--- START Given passage ---

Text analysis utilities: UTF-8 validation, text-vs-binary detection, BOM detection, line counting and ending detection, and shebang parsing. Operates on raw byte buffers with no heap allocation.
Tools that process source files, configuration, or arbitrary user input need to answer basic questions: Is this valid UTF-8? Is this a text file or binary? What line endings does it use? Does it have a shebang line? Text provides these checks as fast, single-pass scans over ADDRESS+length buffers. No heap allocation, no encoding conversion, no dependencies beyond SYSTEM.

--- END Given passage ---
--- START Source excerpt ---

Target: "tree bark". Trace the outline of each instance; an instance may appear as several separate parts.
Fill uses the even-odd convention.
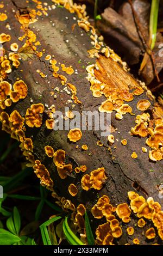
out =
[[[52,5],[51,1],[46,2],[48,5]],[[10,41],[4,45],[5,50],[10,51],[10,45],[13,42],[16,42],[20,48],[22,47],[24,41],[22,42],[18,38],[23,35],[24,31],[21,28],[21,25],[15,17],[15,14],[28,14],[30,9],[35,9],[35,4],[33,1],[27,3],[26,1],[21,0],[8,0],[5,3],[4,8],[8,18],[0,23],[1,33],[9,34],[11,38]],[[91,40],[89,35],[79,27],[73,17],[78,19],[74,14],[70,13],[65,8],[57,7],[48,11],[48,16],[42,15],[36,22],[29,25],[29,29],[36,35],[36,41],[41,44],[37,46],[37,51],[42,52],[42,50],[45,49],[45,54],[40,58],[33,54],[32,58],[21,60],[20,67],[12,68],[12,72],[9,74],[7,80],[11,84],[19,78],[24,81],[28,88],[25,99],[12,103],[10,107],[5,109],[9,114],[17,109],[24,117],[27,108],[32,105],[31,99],[33,103],[42,103],[49,107],[54,104],[56,109],[62,112],[65,106],[72,105],[72,103],[66,105],[70,97],[64,91],[58,94],[55,100],[51,96],[51,92],[54,92],[56,87],[60,90],[63,90],[64,87],[59,78],[53,76],[49,63],[45,60],[47,54],[54,55],[52,58],[56,59],[58,63],[64,63],[66,66],[72,65],[74,70],[78,70],[77,74],[74,72],[66,76],[67,82],[76,87],[77,95],[82,102],[80,105],[76,104],[73,110],[79,111],[81,114],[84,111],[98,110],[101,102],[106,100],[104,96],[95,98],[92,95],[89,82],[86,78],[87,74],[85,68],[90,62],[95,64],[97,62],[99,66],[99,69],[95,72],[96,77],[113,88],[128,90],[134,86],[140,85],[136,80],[111,58],[106,58],[102,54],[98,59],[89,58],[87,51],[92,47]],[[10,31],[5,27],[7,22],[11,27]],[[41,77],[37,70],[42,72],[46,77]],[[58,73],[65,75],[61,68]],[[147,147],[145,143],[147,138],[139,138],[129,134],[131,127],[136,125],[136,115],[142,113],[137,109],[137,102],[144,99],[148,99],[151,103],[148,111],[151,119],[154,120],[156,117],[163,118],[162,109],[155,100],[149,96],[146,89],[141,95],[134,96],[134,100],[129,104],[135,115],[127,114],[120,121],[115,118],[114,112],[111,113],[111,126],[115,138],[115,143],[111,147],[111,153],[108,150],[107,138],[101,137],[100,131],[84,131],[82,139],[74,143],[67,139],[68,131],[48,130],[45,125],[46,120],[49,118],[48,109],[46,107],[43,114],[43,124],[40,128],[30,128],[26,126],[26,136],[32,138],[33,142],[35,159],[39,160],[48,170],[54,182],[54,190],[60,197],[70,199],[76,206],[80,203],[83,204],[89,212],[96,203],[97,197],[103,194],[107,194],[114,205],[129,202],[127,192],[130,191],[138,191],[145,198],[152,197],[155,200],[162,203],[162,199],[158,197],[158,187],[163,181],[162,161],[152,162],[149,160],[148,154],[142,152],[142,147]],[[127,139],[127,145],[122,145],[122,138]],[[103,146],[97,145],[97,141],[101,141]],[[88,150],[82,150],[83,144],[88,145]],[[44,147],[47,145],[52,147],[54,151],[60,149],[65,150],[66,162],[72,164],[73,170],[75,167],[86,165],[87,170],[86,173],[89,174],[93,170],[104,167],[107,179],[103,188],[100,191],[83,190],[81,186],[83,174],[77,174],[74,170],[65,179],[60,179],[53,159],[48,157],[45,154]],[[77,145],[79,145],[77,149]],[[133,151],[137,154],[136,159],[131,157]],[[154,171],[150,172],[151,169]],[[74,197],[68,191],[68,187],[71,183],[76,184],[78,188],[78,193]],[[91,214],[90,216],[92,218]],[[118,242],[120,244],[125,242],[126,238],[124,237]],[[146,243],[145,239],[143,242]]]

--- END Source excerpt ---

* **Set exercise**
Resume the passage on text analysis utilities from where it stops. The lines have no connection to the passage on text analysis utilities.

* **Response to the task**
CONST
LineEndNone = 0;
LineEndLF = 1;
LineEndCRLF = 2;
LineEndCR = 3;
LineEndMixed = 4;
| Value | Meaning |
|---|---|
LineEndNone |
No line endings found (single line) |
LineEndLF |
Unix-style (\n only) |
LineEndCRLF |
Windows-style (\r\n only) |
LineEndCR |
Classic Mac (\r only) |
LineEndMixed |
Multiple different line ending types present |
PROCEDURE IsValidUTF8(buf: ADDRESS; len: CARDINAL): BOOLEAN;
Full UTF-8 validation. Returns TRUE if the buffer contains only valid UTF-8 sequences. Rejects overlong encodings, surrogates (U+D800..U+DFFF), and codepoints above U+10FFFF. Validates continuation bytes and multi-byte sequence lengths.
PROCEDURE IsASCII(buf: ADDRESS; len: CARDINAL): BOOLEAN;
Returns TRUE if every byte in the buffer is less than 128.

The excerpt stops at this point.